Rewrite all of the items, switching every occurrence of "Target" to "Object" and leaving everything else unchanged. Omit the pictures from your version.

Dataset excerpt
[Start]
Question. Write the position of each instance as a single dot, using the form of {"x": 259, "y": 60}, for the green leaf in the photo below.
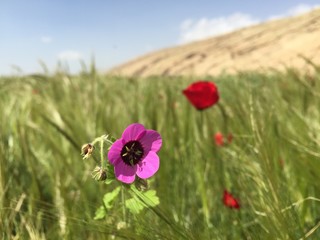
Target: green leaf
{"x": 151, "y": 198}
{"x": 141, "y": 200}
{"x": 109, "y": 197}
{"x": 134, "y": 205}
{"x": 100, "y": 213}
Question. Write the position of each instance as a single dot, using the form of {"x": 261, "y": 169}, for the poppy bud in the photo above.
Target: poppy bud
{"x": 202, "y": 94}
{"x": 141, "y": 184}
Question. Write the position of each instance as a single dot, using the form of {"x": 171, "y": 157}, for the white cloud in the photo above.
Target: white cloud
[End]
- _Exercise result_
Question. Write the position of each instance as a single dot, using the form of {"x": 259, "y": 60}, for the green leaf in the photo below.
Object: green leaf
{"x": 151, "y": 198}
{"x": 141, "y": 200}
{"x": 109, "y": 197}
{"x": 134, "y": 205}
{"x": 100, "y": 213}
Question. Write the position of each instance as a single dot, using the form of {"x": 261, "y": 169}, for the poppy bud in the photo above.
Object: poppy bud
{"x": 202, "y": 94}
{"x": 141, "y": 184}
Question. Write the position of each instance as a single dot, using the form of {"x": 171, "y": 157}, for the white cloud in the photo above.
Object: white cloud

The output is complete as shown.